> **Extract provided**

------------

Instapundit should run for President. I'd love to see the stuff raked up about him.

Bad side: This, I suppose, does rather seem at odds with Dean's stance on Iraq from a purely humanitarian viewpoint. I think we're all aware by now that there are one or two other factors (not that there weren't in Bosnia, but one always had the impression that Iraq was more of an agenda).

Good side: From MY point of view, this shows Dean isn't so much of a peacenik that he doesn't care what goes on abroad. In fact, this bit of information would probably make me vote for him. Were I able to, etc. etc.

Kevin Drum pointed out that Dean doesn't actually come out in favor of a full scale invasion in the letter.

I just posted this in his comments--

"Here are some additional distinctions you can make between Bosnia and Iraq:

1. genocide happening right now v. past genocide
2. much more at stake in Iraq as far as national security. No matter how much you support humanitarian you would not support one in say, North Korea or behind the Iron Curtain if it means someone's going to get nuked. Iraq's less extreme, but still unusally dangerous and counterproductive as far as national security for a humanitarian intervenion.
3. multilateral options exhausted v. multilateral options given lip service."

Yeah. Do your letter writing, Katherine - it'd be good to have this guy in the top office.

The Dean comment is weird because it suggests that we should use our military when it doesn't really matter.

Katherine, I don't see how your 'someone going to get nuked' comment helps Dean's case. So shouldn't we stop proliferation? Isn't the UN really bad at it? (See North Korea, Libya, etc.) In fact isn't it the Dean attitude the type of policy which allowed North Korea to become a nuclear power in the first place?

I don't understand. My comment meant, you do not launch a humanitarian intervention when it will trigger a nuclear war. It was made under the assumption that North Korea as a few nuclear weapons and it would use them on Seoul. It's an extreme example of the general point: it's one thing to intervene for humanitarian reasons when it's strategically netural; it's another to intervene when it's strategically harmful. Dean, and I, believe the Iraq war is in the strategically harmful category.

You tend to argue against things I am not saying. I don't think it's deliberate, but it's certainly frustrating.

------------

> **Exercise aim**
Please rewrite the passage of the Dean discussion starting at "I just posted" and ending at "a humanitarian intervenion.", swapping "Bosnia" for "Kosovo".

------------

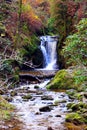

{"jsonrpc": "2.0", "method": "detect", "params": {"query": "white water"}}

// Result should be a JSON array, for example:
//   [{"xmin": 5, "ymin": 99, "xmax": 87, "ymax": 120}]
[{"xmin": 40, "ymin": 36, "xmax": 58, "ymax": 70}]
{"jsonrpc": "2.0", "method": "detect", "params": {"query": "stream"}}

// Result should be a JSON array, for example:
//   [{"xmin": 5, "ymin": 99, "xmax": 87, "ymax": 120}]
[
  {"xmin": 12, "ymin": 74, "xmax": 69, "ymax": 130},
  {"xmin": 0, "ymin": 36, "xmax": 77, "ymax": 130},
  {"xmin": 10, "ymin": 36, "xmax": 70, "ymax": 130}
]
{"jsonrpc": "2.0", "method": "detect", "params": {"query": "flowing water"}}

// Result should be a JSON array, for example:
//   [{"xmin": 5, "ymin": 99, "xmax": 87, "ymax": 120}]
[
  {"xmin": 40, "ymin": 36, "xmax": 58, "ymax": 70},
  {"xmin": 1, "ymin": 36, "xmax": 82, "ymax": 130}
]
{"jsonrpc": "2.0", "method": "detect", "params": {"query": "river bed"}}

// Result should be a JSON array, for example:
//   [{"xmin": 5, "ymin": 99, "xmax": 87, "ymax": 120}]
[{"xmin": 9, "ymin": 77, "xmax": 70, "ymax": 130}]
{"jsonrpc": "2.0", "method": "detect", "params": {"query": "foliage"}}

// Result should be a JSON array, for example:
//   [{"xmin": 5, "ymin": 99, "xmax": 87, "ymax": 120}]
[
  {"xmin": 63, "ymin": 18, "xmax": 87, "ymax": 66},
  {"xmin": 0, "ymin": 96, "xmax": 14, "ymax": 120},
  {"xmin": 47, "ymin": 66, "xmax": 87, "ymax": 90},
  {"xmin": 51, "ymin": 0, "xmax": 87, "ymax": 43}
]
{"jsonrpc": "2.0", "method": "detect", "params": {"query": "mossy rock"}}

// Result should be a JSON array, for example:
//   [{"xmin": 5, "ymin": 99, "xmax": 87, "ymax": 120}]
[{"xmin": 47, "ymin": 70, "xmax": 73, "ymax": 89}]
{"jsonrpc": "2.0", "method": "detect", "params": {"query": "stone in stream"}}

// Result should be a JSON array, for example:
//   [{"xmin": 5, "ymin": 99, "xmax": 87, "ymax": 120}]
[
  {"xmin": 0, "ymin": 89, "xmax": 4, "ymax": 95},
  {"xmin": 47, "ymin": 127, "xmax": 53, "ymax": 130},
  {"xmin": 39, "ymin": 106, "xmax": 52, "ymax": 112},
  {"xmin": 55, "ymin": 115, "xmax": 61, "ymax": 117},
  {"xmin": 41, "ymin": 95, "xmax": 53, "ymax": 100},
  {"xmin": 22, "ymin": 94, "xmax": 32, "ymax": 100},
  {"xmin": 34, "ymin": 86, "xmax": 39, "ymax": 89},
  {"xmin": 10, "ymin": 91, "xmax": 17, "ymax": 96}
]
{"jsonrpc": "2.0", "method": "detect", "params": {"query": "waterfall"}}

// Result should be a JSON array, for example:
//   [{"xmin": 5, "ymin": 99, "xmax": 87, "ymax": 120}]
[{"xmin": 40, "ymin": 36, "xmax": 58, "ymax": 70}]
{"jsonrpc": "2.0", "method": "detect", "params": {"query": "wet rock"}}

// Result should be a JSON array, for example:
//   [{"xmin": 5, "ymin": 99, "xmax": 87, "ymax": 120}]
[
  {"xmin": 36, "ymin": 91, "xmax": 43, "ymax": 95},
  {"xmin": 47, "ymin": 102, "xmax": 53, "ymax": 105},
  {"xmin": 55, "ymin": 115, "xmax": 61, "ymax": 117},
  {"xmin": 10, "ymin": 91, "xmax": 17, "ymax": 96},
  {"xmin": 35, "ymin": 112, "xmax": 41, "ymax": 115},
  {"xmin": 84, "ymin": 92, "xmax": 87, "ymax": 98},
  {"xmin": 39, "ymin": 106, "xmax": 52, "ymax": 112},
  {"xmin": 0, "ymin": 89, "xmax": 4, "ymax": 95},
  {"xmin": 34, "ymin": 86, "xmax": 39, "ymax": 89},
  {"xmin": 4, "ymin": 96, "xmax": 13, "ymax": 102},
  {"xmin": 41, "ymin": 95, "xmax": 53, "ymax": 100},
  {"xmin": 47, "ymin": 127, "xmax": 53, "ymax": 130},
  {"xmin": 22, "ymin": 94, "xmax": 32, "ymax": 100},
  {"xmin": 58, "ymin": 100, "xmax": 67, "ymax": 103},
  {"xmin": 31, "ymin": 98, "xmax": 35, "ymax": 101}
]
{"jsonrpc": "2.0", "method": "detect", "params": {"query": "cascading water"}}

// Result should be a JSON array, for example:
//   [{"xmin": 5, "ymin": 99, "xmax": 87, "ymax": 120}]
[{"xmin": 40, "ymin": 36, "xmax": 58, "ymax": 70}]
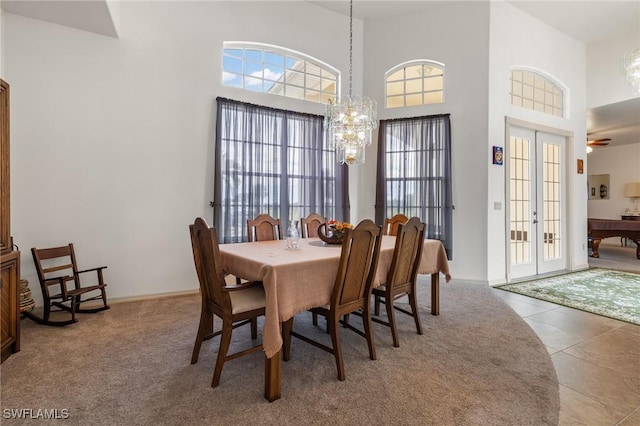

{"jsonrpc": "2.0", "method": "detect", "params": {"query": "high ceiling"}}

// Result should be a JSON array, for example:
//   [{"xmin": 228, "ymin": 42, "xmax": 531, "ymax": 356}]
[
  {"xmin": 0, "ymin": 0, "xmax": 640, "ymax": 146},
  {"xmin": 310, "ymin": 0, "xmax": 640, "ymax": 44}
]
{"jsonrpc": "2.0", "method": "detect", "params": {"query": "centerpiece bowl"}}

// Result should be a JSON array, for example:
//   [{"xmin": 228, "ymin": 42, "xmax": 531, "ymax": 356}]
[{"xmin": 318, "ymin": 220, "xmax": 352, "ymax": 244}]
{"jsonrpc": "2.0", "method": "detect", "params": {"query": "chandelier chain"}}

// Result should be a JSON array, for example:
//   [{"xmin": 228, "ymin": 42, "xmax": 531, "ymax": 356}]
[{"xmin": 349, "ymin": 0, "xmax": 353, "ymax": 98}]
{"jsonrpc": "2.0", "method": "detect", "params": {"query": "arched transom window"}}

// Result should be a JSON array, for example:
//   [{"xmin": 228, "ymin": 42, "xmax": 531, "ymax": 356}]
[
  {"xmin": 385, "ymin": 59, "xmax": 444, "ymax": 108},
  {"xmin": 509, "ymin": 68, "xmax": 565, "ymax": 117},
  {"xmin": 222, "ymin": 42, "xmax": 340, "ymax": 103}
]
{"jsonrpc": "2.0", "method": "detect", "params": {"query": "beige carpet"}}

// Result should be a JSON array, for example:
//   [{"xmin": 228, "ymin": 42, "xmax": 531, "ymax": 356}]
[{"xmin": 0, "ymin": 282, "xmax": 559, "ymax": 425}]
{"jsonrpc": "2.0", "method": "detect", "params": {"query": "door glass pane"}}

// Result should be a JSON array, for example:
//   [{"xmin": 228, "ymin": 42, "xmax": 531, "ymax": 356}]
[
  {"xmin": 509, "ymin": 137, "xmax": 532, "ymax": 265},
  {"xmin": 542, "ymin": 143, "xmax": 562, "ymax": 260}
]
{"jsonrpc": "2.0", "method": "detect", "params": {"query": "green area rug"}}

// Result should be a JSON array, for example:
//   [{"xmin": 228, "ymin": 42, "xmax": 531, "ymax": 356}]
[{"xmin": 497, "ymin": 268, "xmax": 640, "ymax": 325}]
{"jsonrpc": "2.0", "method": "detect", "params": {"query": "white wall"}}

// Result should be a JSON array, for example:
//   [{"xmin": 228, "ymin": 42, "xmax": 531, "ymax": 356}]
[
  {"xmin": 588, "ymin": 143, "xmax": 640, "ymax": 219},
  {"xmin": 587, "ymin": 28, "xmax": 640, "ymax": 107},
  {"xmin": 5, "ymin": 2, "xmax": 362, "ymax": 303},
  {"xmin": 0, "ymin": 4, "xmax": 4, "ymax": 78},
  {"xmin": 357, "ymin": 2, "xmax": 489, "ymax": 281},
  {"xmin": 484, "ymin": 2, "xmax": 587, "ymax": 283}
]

------------

> **Exercise response**
I just posted this in his comments--

"Here are some additional distinctions you can make between Kosovo and Iraq:

1. genocide happening right now v. past genocide
2. much more at stake in Iraq as far as national security. No matter how much you support humanitarian you would not support one in say, North Korea or behind the Iron Curtain if it means someone's going to get nuked. Iraq's less extreme, but still unusally dangerous and counterproductive as far as national security for a humanitarian intervenion.